Due to ramifications of the ongoing pandemic, the Dubuque County Board of Supervisors last week discussed freezing scheduled raises for administrative positions.
In February, supervisors approved a 3% raise for sheriff, a 1.5% raise for other elected officials and a 0.75% raise for themselves for fiscal year 2021, beginning July 1. This came after the Dubuque County Compensation Board recommended higher raises for all positions, which the supervisors deemed too high for the second consecutive year.
But, the following month, the nation was hit by the COVID-19 pandemic wave. Its impacts to the economy, and the resulting effects on county government revenues, are yet to be fully realized but are expected to be significant.
Therefore, county Human Resources Director Dawn Sherman thought it best to check in.
“All of that was decided prior to COVID and experiencing the loss of revenues,” she said. “We’ve had discussions in the bargaining unit, but if there are going to be changes in this, they’ll need to be made in open session.”
Supervisor Jay Wickham pointed out changes to society and the economy caused by the pandemic, including significant unemployment, as reasons to reconsider.
“I think it’s wise for the board to look at our existing wage levels and existing increases to those wage levels and see if there are adjustments that need to be made,” he said.
Wickham therefore proposed a freeze of elected officials’ and non-bargaining county employees’ salaries at fiscal year 2020 levels, with some exceptions. That met with swift backlash from some of those whom the change would impact.
County Auditor Denise Dolan — who will retire at the end of her term in January 2021 — pointed to the supervisors’ ready appropriation of almost $2.4 million and the county’s spending of $1.4 million of that in an attempt to address the pandemic as proof that the county need not cut salary increases.
“There was no holding back in throwing money, by the board of supervisors, towards expenses for COVID,” she said.
Dolan reported receiving many comments from the public about that appropriation and spending.
“Subsequently, we now see a proposal to cut the wages to management personnel in the county,” she said. “I just think that’s a little sad and a little two-faced.”

━━━━━━

### [Task A]
Output the part of the article on Dubuque County salaries that opens with the words containing "But, the following" and closes with "to be significant.".
### [Task B]
Please answer these questions from the article on Dubuque County salaries, one a line:
(i) What raise did supervisors approve in February for the sheriff for fiscal year 2021?
(ii) Who is the county Human Resources Director?
(iii) How much of the appropriation did the county spend in an attempt to address the pandemic?
The lines after this come from a different source.

### [Data]

━━━━━━

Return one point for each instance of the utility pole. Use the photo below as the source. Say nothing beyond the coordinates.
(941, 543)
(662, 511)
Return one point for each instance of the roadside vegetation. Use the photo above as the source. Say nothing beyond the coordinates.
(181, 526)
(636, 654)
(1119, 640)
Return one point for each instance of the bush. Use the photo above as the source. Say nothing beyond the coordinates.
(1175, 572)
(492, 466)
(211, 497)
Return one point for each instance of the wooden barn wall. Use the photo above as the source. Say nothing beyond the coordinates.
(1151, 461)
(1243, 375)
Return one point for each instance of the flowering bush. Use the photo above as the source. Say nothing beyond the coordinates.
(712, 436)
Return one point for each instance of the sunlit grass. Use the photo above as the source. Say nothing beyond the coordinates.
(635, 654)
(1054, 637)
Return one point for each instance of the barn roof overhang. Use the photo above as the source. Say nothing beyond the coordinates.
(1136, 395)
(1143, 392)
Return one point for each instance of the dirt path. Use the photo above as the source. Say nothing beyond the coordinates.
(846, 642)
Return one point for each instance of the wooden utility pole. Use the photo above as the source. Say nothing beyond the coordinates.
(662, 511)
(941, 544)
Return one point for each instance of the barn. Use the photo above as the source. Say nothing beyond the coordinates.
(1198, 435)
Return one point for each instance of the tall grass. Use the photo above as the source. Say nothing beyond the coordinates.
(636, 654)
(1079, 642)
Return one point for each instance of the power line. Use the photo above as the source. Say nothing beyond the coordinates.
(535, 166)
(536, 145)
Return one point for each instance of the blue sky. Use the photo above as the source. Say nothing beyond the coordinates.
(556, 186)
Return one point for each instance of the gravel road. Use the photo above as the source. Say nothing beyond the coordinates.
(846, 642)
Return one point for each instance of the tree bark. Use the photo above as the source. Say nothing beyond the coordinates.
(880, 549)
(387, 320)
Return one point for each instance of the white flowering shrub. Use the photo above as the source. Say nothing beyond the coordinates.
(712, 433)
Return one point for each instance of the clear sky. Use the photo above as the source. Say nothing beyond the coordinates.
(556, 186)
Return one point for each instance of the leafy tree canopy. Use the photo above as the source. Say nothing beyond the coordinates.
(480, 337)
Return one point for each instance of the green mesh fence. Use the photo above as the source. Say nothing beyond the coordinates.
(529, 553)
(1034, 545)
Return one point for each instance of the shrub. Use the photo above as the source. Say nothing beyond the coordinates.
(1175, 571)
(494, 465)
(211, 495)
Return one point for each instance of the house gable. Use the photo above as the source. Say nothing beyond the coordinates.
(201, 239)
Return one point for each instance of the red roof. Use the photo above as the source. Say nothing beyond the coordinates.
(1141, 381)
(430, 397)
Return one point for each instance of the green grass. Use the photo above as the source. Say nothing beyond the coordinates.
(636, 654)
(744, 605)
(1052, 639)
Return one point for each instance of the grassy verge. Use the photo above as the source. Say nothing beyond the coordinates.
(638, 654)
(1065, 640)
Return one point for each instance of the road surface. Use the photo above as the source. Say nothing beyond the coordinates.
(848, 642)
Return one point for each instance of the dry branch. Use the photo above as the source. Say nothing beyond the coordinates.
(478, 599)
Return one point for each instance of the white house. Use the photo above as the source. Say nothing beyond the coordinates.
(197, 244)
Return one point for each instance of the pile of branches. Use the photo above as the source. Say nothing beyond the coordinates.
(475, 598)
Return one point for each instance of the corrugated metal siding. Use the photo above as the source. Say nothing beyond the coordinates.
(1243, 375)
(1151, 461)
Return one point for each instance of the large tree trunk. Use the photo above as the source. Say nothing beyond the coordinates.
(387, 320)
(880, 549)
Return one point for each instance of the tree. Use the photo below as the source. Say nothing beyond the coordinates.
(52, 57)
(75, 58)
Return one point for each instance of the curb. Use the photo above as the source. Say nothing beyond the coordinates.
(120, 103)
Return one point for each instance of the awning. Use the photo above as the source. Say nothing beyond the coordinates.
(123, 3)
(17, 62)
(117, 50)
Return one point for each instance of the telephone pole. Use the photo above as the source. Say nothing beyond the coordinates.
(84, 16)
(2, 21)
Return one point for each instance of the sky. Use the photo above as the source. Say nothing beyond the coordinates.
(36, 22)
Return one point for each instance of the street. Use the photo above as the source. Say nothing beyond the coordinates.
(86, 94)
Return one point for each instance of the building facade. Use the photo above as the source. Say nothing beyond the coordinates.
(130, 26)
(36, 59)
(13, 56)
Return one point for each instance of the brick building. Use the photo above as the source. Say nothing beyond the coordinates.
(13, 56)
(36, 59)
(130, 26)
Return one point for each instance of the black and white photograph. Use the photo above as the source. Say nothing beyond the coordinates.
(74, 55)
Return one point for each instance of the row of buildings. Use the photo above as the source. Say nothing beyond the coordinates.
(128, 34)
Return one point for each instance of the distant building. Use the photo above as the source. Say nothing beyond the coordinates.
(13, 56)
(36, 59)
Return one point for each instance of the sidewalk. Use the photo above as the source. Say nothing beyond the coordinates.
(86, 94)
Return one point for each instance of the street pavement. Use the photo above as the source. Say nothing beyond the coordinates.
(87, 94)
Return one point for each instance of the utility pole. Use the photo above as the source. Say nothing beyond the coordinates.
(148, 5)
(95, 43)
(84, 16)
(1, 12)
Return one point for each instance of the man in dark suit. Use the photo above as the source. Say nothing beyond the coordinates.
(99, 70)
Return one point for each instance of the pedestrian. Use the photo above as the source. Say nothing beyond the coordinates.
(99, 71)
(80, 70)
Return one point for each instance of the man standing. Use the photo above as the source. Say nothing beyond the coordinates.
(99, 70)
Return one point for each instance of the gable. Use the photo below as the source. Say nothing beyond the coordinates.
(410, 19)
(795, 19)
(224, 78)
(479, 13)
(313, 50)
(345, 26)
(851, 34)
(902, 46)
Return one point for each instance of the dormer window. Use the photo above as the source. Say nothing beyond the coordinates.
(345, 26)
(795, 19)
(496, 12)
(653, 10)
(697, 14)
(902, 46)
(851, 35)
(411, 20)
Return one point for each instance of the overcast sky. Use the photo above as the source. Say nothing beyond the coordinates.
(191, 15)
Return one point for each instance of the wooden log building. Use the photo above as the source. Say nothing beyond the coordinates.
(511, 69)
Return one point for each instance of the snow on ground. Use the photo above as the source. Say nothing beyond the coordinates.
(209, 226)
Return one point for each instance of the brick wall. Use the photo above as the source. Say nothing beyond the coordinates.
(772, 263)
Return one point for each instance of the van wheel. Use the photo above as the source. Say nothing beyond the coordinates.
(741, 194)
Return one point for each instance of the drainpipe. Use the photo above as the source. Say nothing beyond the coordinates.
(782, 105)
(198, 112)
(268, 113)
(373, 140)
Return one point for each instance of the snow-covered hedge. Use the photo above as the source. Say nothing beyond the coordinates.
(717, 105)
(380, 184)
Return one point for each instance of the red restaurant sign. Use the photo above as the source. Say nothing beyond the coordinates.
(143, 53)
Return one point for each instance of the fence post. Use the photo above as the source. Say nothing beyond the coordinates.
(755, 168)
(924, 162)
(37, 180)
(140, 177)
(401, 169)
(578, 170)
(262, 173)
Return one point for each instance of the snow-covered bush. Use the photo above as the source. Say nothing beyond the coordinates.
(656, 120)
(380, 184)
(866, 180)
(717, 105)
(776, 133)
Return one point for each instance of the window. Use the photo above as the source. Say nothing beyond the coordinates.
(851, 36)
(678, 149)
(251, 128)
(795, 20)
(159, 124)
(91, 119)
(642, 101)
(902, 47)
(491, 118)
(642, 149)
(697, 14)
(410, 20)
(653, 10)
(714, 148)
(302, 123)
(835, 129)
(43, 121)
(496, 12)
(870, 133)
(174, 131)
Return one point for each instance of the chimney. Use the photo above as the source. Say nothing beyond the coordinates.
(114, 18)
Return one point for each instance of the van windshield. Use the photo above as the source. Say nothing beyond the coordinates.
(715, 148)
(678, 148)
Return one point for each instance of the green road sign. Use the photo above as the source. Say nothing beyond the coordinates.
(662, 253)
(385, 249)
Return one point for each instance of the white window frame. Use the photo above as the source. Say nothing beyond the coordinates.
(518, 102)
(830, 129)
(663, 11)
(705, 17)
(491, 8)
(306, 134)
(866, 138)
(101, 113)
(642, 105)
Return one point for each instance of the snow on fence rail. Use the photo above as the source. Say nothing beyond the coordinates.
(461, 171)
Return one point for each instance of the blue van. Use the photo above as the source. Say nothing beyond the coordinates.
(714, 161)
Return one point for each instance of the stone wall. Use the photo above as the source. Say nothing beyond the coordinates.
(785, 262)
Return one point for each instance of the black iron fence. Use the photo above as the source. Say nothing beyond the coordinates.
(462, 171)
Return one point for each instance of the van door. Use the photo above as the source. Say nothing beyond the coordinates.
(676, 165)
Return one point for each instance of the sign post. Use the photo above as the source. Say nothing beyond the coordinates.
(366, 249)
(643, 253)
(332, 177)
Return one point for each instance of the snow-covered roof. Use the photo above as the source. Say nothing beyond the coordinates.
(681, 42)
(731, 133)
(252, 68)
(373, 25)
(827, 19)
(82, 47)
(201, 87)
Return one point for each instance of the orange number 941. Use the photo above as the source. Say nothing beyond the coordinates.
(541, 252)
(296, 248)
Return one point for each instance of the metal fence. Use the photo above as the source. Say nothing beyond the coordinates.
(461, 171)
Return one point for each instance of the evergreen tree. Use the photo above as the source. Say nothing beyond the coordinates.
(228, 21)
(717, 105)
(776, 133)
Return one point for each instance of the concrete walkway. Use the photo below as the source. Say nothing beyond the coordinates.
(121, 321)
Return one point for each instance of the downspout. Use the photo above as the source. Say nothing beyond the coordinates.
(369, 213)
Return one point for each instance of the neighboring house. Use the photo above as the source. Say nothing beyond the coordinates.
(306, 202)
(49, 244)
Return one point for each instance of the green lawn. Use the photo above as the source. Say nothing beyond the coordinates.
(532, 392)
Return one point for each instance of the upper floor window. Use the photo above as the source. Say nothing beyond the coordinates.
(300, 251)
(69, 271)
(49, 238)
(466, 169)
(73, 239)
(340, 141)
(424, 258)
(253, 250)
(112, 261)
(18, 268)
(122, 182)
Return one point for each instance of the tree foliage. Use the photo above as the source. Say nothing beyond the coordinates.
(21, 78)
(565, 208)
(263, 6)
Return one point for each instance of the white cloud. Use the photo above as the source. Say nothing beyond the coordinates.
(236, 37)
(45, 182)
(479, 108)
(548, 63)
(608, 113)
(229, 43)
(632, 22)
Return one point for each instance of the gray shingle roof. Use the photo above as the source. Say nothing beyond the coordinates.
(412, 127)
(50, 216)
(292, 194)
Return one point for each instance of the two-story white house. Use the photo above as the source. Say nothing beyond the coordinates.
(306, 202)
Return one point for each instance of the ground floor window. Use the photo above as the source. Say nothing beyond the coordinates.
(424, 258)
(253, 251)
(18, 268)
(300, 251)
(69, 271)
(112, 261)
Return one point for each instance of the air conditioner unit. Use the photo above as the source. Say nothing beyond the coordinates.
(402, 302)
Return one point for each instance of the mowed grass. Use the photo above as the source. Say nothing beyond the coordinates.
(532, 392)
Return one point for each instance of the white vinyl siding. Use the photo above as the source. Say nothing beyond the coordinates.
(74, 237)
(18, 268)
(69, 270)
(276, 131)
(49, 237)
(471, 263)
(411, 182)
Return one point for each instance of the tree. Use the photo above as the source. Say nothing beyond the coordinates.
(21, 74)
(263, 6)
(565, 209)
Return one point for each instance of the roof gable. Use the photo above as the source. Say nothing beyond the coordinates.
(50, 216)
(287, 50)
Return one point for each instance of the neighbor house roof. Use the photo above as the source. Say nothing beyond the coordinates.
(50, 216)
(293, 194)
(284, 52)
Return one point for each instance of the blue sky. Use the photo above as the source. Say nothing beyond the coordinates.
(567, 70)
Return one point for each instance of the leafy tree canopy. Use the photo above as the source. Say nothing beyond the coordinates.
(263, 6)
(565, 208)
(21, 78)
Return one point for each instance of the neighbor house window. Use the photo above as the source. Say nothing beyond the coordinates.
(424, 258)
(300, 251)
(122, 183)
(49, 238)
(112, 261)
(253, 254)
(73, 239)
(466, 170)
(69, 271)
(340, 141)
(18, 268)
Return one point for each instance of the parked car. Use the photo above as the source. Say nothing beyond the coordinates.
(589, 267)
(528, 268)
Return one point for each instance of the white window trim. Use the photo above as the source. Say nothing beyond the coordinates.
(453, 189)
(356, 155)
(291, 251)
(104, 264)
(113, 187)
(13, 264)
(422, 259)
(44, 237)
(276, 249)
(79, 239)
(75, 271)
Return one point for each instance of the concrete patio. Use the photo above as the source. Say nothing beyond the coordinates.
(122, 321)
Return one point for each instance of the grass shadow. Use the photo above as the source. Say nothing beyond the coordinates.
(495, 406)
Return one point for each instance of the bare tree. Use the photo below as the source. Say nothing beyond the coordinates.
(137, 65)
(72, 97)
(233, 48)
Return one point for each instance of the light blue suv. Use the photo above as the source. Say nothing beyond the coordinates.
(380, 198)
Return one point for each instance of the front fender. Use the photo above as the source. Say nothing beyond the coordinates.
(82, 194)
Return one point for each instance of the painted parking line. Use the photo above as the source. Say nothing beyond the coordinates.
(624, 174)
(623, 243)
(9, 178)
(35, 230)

━━━━━━

### [Your solution A]
But, the following month, the nation was hit by the COVID-19 pandemic wave. Its impacts to the economy, and the resulting effects on county government revenues, are yet to be fully realized but are expected to be significant.

### [Your solution B]
(i) A 3% raise.
(ii) Dawn Sherman.
(iii) $1.4 million.